Text section
>> start

An Archeologist of Morning — some thoughts on Charles Olson, Thoreau and Jesus and the question of who Unitarians are and what they do

Summer, Charles Olson in hayfields.
Taken 1945 in Virginia, by Murray Morgan or his wife, Rosa.
In July 2016 a more fully developed version of the idea at the heart of this address became part of a presentation I gave to the annual Sea of Faith conference in Leicester. If you would like to read that please click on the following link.

The freedom to be tomorrow what we are not today—becoming Free Spirits and Archeologists of Morning

Readings: Matthew 25:14-28 (we used John Dominic Crossan's version of this which you can find at the end of this post)

Charles Olson (1910-1970) from “The Present is Prologue” in Collected Prose eds. Donald Allen and Benjamin Friedlander, University of California Press 1997 p. 205-207:

My shift is that I take it the present is prologue, not the past. The instant, therefore, is its own interpretation, as a dream is, and any action — a poem, for example. Down with causation . . . And yrself (sic): you, as the only reader and mover of the instant. You, the cause. No drag allowed, on either. Get on with it.

>> end

Listed entries

>> start

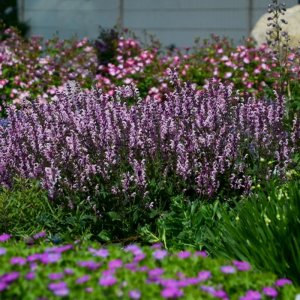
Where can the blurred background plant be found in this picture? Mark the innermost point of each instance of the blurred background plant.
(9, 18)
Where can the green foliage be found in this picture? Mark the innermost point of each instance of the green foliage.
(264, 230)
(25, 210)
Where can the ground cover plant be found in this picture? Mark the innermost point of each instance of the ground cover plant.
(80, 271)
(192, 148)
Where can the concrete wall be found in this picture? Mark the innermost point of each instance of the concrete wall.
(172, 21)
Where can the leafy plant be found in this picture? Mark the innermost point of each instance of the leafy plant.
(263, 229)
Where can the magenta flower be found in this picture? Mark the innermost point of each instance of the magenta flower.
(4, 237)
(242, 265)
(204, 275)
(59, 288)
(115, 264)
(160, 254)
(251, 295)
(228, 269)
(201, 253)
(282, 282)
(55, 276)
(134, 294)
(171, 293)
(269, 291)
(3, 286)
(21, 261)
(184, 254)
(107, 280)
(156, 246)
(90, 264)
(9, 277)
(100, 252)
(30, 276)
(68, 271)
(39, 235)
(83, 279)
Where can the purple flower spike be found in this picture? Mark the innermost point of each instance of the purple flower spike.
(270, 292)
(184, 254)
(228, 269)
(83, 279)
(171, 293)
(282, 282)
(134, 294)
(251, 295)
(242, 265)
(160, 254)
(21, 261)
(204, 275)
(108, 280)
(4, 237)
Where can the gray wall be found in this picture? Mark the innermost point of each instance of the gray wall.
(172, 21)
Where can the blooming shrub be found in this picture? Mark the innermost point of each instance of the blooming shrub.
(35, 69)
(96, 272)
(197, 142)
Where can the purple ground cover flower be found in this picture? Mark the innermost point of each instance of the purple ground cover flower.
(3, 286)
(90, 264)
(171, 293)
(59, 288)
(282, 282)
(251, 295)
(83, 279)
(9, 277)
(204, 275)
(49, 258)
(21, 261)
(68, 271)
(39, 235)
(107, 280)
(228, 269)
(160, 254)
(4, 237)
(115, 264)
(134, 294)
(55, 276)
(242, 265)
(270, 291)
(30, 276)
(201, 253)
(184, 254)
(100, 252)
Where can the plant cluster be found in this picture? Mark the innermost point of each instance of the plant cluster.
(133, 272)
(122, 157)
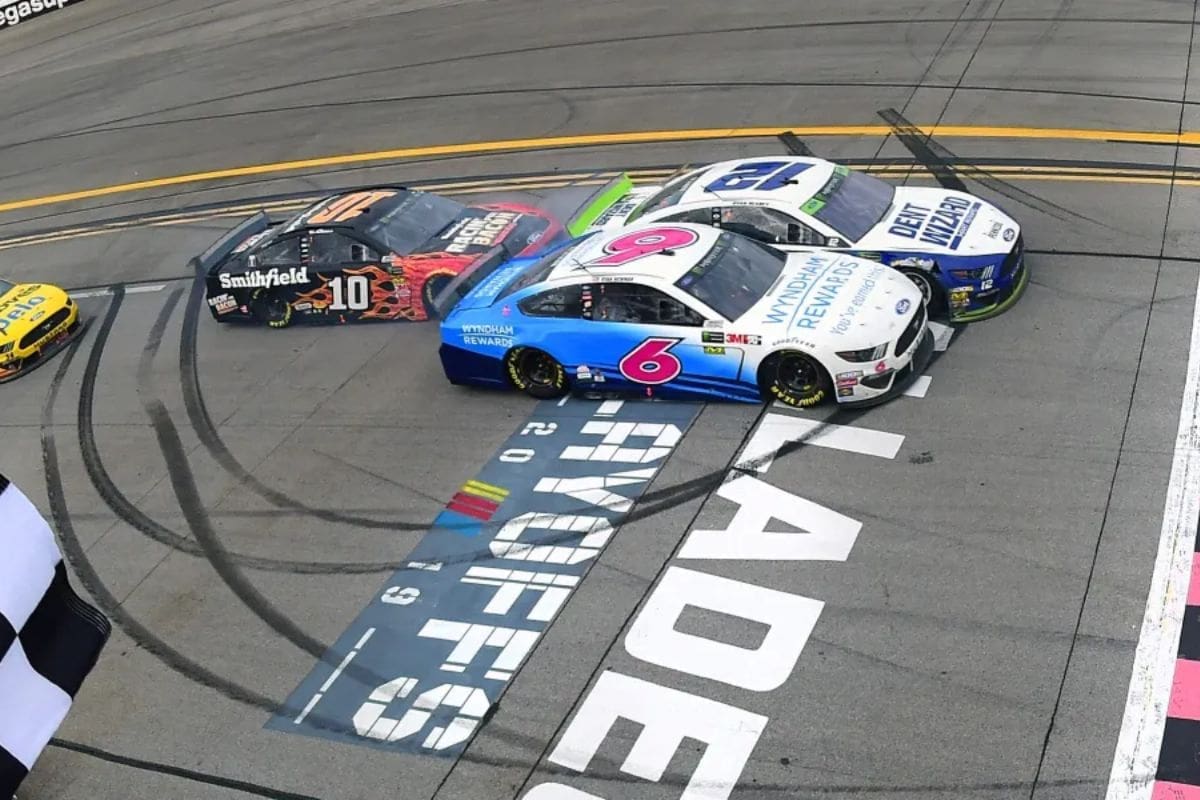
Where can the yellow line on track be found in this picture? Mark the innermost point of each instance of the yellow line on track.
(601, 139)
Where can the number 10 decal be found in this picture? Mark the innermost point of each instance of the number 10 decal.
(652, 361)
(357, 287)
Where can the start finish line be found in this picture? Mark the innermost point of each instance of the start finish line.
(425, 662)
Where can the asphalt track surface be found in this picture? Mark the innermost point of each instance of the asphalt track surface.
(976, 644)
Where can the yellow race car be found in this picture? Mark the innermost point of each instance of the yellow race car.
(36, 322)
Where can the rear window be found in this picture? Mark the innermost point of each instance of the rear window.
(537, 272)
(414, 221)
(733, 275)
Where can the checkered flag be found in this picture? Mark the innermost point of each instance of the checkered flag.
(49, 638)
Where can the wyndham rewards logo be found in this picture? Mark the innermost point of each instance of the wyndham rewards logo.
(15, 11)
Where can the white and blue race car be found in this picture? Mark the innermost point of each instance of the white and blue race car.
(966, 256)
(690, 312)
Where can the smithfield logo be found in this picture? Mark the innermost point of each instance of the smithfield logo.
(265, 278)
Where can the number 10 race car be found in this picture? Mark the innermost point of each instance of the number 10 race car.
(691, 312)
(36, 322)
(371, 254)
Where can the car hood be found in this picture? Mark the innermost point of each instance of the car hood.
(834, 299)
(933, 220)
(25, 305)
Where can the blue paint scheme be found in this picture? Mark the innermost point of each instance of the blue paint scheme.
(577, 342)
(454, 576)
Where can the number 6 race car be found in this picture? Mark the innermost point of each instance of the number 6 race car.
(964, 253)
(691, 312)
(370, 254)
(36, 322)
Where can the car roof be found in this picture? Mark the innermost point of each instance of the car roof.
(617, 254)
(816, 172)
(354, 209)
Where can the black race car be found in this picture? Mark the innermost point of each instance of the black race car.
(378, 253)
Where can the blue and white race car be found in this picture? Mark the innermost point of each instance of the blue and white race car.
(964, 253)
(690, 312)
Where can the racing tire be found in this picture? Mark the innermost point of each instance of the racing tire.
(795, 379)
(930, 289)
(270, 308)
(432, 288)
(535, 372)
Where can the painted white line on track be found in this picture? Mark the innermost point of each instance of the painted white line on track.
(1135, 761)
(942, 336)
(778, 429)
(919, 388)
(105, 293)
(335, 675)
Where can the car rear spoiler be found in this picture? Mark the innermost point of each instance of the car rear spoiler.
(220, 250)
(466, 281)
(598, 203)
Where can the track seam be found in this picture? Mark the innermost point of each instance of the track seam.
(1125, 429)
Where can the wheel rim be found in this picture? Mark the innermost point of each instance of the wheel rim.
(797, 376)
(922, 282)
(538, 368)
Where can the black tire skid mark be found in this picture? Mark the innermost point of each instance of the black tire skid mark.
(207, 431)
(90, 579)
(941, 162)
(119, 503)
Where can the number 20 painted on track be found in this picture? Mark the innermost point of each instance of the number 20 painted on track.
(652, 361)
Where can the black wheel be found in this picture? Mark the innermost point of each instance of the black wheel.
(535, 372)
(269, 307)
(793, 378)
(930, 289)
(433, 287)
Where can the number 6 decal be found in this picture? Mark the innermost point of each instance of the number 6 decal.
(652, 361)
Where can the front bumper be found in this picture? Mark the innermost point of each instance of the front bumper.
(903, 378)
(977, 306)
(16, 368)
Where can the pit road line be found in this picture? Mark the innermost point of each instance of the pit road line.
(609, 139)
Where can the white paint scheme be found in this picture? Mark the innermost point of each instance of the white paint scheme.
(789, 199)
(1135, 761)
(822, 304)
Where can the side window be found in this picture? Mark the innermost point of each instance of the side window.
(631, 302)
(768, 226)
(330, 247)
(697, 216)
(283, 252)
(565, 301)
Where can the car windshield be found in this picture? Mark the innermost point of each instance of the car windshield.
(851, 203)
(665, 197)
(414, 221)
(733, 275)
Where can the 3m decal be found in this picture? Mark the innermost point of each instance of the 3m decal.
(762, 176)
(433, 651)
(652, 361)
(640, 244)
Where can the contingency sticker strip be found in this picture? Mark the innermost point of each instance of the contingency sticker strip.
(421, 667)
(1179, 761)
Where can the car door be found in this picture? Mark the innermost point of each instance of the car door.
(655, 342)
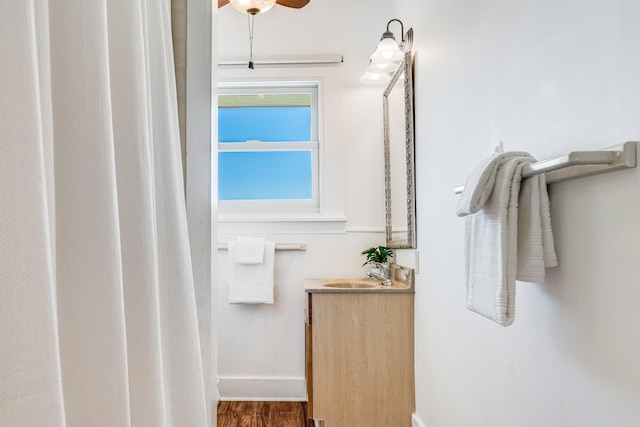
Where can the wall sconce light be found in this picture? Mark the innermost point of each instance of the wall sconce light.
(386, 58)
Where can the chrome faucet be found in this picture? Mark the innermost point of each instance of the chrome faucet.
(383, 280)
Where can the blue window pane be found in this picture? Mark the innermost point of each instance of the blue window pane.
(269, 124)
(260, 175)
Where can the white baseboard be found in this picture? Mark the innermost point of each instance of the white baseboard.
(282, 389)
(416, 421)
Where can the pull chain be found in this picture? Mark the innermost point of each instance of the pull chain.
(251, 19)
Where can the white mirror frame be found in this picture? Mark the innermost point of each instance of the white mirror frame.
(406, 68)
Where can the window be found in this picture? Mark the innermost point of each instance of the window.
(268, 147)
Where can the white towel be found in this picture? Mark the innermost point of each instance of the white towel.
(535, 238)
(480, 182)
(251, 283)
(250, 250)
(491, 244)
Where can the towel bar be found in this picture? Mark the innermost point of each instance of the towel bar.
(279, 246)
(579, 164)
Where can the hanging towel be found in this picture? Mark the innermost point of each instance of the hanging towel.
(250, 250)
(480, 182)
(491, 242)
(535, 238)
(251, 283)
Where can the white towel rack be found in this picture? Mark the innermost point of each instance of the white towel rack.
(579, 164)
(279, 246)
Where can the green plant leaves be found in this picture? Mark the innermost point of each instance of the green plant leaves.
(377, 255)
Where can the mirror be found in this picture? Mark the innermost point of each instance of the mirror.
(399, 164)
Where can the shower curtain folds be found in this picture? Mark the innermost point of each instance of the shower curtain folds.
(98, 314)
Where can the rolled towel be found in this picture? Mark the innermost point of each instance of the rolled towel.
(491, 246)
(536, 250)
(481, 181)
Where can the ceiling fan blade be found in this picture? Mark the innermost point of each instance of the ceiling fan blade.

>> end

To be done
Could you reproduce, word for word, the part of the text on Charles Olson above, starting with "The freedom to" and going on through "on with it."?

Result below
The freedom to be tomorrow what we are not today—becoming Free Spirits and Archeologists of Morning

Readings: Matthew 25:14-28 (we used John Dominic Crossan's version of this which you can find at the end of this post)

Charles Olson (1910-1970) from “The Present is Prologue” in Collected Prose eds. Donald Allen and Benjamin Friedlander, University of California Press 1997 p. 205-207:

My shift is that I take it the present is prologue, not the past. The instant, therefore, is its own interpretation, as a dream is, and any action — a poem, for example. Down with causation . . . And yrself (sic): you, as the only reader and mover of the instant. You, the cause. No drag allowed, on either. Get on with it.